_What needs to be done:_
Type out the entries again, keeping every word unchanged.

_Data to use:_
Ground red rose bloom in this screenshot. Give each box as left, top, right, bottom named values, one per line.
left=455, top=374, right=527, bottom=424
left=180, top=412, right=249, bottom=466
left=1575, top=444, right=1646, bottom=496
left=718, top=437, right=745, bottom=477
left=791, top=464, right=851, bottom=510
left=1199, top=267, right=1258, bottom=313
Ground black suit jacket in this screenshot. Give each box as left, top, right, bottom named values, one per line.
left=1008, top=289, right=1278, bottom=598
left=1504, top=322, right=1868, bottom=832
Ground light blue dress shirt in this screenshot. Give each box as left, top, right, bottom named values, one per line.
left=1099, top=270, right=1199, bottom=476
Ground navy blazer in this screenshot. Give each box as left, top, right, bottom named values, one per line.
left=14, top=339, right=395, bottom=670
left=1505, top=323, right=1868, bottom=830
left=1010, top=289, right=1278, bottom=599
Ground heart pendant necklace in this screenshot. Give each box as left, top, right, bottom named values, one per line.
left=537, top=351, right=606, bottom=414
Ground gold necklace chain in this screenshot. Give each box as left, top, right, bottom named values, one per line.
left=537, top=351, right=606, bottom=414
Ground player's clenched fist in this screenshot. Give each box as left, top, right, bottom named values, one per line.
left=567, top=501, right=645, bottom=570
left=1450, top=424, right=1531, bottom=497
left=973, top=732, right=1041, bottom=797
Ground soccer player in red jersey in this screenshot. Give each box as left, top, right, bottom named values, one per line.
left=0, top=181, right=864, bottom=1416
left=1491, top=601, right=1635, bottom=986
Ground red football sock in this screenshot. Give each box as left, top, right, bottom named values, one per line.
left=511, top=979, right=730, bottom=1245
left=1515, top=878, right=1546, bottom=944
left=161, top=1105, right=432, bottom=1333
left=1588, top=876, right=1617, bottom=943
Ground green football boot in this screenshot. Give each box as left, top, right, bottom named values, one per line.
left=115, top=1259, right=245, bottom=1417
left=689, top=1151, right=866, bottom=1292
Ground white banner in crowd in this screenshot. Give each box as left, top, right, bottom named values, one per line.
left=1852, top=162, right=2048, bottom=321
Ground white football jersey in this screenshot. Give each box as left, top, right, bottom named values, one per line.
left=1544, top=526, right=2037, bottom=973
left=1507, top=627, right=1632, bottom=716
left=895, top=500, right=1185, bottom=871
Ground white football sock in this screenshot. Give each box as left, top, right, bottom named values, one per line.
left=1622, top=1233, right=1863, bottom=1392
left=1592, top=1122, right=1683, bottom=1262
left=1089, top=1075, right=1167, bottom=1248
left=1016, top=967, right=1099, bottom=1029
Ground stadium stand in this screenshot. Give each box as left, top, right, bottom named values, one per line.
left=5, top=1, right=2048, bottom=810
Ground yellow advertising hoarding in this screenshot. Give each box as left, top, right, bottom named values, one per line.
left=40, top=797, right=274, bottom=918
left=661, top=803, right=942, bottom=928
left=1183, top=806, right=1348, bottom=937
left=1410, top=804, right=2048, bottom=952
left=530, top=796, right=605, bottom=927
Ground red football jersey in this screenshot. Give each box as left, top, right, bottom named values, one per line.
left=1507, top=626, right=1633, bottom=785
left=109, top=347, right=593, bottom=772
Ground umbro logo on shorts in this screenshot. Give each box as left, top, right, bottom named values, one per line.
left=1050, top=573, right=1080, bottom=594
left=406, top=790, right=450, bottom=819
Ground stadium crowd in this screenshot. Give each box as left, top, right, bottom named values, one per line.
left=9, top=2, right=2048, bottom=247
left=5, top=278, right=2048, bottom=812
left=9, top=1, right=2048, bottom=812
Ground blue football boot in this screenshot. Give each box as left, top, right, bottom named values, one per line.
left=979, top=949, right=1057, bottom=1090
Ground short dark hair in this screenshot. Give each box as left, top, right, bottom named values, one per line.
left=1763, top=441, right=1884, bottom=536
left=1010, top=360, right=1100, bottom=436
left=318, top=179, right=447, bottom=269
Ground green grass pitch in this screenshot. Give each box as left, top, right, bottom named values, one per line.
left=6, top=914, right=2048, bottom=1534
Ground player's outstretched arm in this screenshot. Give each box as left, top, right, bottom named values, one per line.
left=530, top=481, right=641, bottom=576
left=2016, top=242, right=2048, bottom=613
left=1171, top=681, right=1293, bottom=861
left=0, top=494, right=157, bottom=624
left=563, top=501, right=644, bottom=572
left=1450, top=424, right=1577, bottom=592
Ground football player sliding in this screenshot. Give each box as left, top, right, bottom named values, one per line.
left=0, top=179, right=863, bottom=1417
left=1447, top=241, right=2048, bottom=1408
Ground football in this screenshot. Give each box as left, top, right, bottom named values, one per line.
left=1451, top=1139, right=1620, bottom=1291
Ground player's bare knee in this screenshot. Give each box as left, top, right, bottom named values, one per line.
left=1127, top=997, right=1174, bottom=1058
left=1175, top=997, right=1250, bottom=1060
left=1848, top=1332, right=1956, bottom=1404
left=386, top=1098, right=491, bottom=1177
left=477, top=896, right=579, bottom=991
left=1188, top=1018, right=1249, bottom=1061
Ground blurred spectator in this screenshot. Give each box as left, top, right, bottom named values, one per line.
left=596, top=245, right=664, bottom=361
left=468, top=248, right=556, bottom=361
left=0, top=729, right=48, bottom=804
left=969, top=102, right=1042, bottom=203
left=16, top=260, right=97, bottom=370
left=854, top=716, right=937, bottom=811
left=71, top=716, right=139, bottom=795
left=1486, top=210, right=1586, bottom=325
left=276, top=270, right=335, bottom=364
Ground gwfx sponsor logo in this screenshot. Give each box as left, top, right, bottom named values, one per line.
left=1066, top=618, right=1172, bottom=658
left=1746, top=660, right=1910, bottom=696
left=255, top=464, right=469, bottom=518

_Completed exercise:_
Ground red rose bloom in this screenshot. Give each box as left, top, right, bottom named values, one per line.
left=455, top=374, right=527, bottom=424
left=180, top=412, right=249, bottom=466
left=1575, top=444, right=1646, bottom=496
left=718, top=437, right=745, bottom=477
left=791, top=464, right=851, bottom=510
left=1199, top=267, right=1258, bottom=313
Ground black suit jacket in this screenshot. Give each box as left, top, right, bottom named values, one per line.
left=1008, top=289, right=1278, bottom=598
left=1504, top=322, right=1868, bottom=832
Ground light blue dress shirt in this screenshot. Give each box as left, top, right, bottom named values, one per line.
left=1099, top=270, right=1199, bottom=476
Ground navy blazer in this screenshot. Give each box as left, top, right, bottom named values, one per line.
left=14, top=339, right=395, bottom=670
left=1505, top=323, right=1868, bottom=830
left=1010, top=289, right=1278, bottom=599
Ground heart pendant necklace in this screenshot. Give each box as left, top, right, bottom named values, one per line.
left=537, top=351, right=606, bottom=414
Ground gold necklace chain in this screenshot. Give each box as left, top, right, bottom named values, one per line.
left=537, top=351, right=606, bottom=414
Ground player's clenched fist in this screenshot. Give each box as left, top, right, bottom named values, one per line.
left=567, top=501, right=645, bottom=570
left=1450, top=424, right=1531, bottom=497
left=973, top=732, right=1041, bottom=797
Ground soccer player in red jersey in this screenshot. Give each box as left, top, right, bottom named values, one per line.
left=0, top=181, right=864, bottom=1416
left=1491, top=601, right=1635, bottom=986
Ground red football sock in this screenshot. Give each box as left, top, right, bottom named values, one per line.
left=511, top=979, right=730, bottom=1245
left=1515, top=878, right=1546, bottom=944
left=161, top=1105, right=432, bottom=1333
left=1588, top=876, right=1617, bottom=943
Ground green football boot in this screenshot. Give each box as left, top, right, bottom named values, one per line.
left=115, top=1259, right=245, bottom=1417
left=689, top=1151, right=866, bottom=1292
Ground white banner in crowd in this screenshot. Give each box as left, top, right, bottom named values, one per line.
left=1852, top=162, right=2048, bottom=321
Ground white football jersey in this screenshot. Give each box as left, top, right, bottom named values, one per line.
left=1544, top=526, right=2037, bottom=973
left=1507, top=627, right=1632, bottom=716
left=895, top=500, right=1185, bottom=871
Ground white football sock in this screenshot. Give each box as left, top, right, bottom named values, one per line.
left=1622, top=1233, right=1863, bottom=1392
left=1592, top=1122, right=1683, bottom=1262
left=1089, top=1075, right=1167, bottom=1248
left=1016, top=967, right=1099, bottom=1029
Ground stadium stand in this screenshot. Give each box as left, top, right, bottom named values, one per line.
left=5, top=1, right=2048, bottom=810
Ground yellow advertising hoarding in this screenshot. Give each box as left, top, right, bottom named values, one per line.
left=40, top=797, right=274, bottom=918
left=661, top=803, right=942, bottom=928
left=1183, top=806, right=1348, bottom=937
left=1410, top=804, right=2048, bottom=952
left=530, top=796, right=605, bottom=927
Ground red football jersey in this screenshot. Give each box as left, top, right, bottom named values, one per line.
left=1507, top=626, right=1633, bottom=785
left=109, top=347, right=593, bottom=772
Ground umbro logo on shorts in this screenshot. Give each box as left, top, right, bottom named values, one per line.
left=1050, top=573, right=1080, bottom=594
left=406, top=790, right=450, bottom=819
Ground stadium crowd in this screenshot. Give each box as left, top, right, bottom named values, one per line.
left=9, top=2, right=2048, bottom=247
left=5, top=278, right=2048, bottom=812
left=9, top=1, right=2048, bottom=812
Ground blue football boot in this screenshot. Give each box as left, top, right, bottom named values, one per line.
left=979, top=949, right=1057, bottom=1090
Ground short dark hair in this screenshot. Give each box as left, top, right, bottom named values, one per line.
left=1763, top=441, right=1884, bottom=536
left=1010, top=360, right=1100, bottom=436
left=318, top=179, right=447, bottom=269
Ground green grass pitch in this screenshot. Give each box as left, top, right, bottom named values, one per line.
left=6, top=914, right=2048, bottom=1534
Ground player's outstretched arm in this screenshot. Give each box as left, top, right, bottom named values, one per line.
left=530, top=481, right=641, bottom=576
left=2016, top=242, right=2048, bottom=613
left=1171, top=681, right=1293, bottom=861
left=0, top=494, right=157, bottom=624
left=563, top=501, right=644, bottom=572
left=1450, top=424, right=1577, bottom=592
Ground football player sliding in this screenshot. Give each box as left, top, right, bottom named values, one per line.
left=0, top=179, right=863, bottom=1417
left=1447, top=241, right=2048, bottom=1408
Ground football in this screenshot. Give each box as left, top, right, bottom named values, one per line.
left=1451, top=1139, right=1620, bottom=1291
Ground player's bare knee in this screenshot. Give each box as left, top, right, bottom named values, one per line.
left=1127, top=997, right=1174, bottom=1058
left=1175, top=997, right=1250, bottom=1060
left=1848, top=1332, right=1956, bottom=1404
left=386, top=1098, right=491, bottom=1177
left=477, top=896, right=579, bottom=991
left=1188, top=1018, right=1249, bottom=1061
Ground blurred spectator in this screenshot. Give each box as left, top, right, bottom named values, one per line.
left=596, top=245, right=664, bottom=361
left=468, top=248, right=556, bottom=361
left=0, top=729, right=48, bottom=804
left=969, top=102, right=1042, bottom=203
left=16, top=260, right=97, bottom=370
left=854, top=716, right=937, bottom=811
left=71, top=716, right=139, bottom=795
left=1486, top=210, right=1586, bottom=325
left=276, top=270, right=335, bottom=364
Ground gwfx sponsor logo in this screenshot. Give each box as left, top, right, bottom named values, one per line.
left=1066, top=618, right=1172, bottom=658
left=1746, top=660, right=1910, bottom=696
left=255, top=464, right=469, bottom=518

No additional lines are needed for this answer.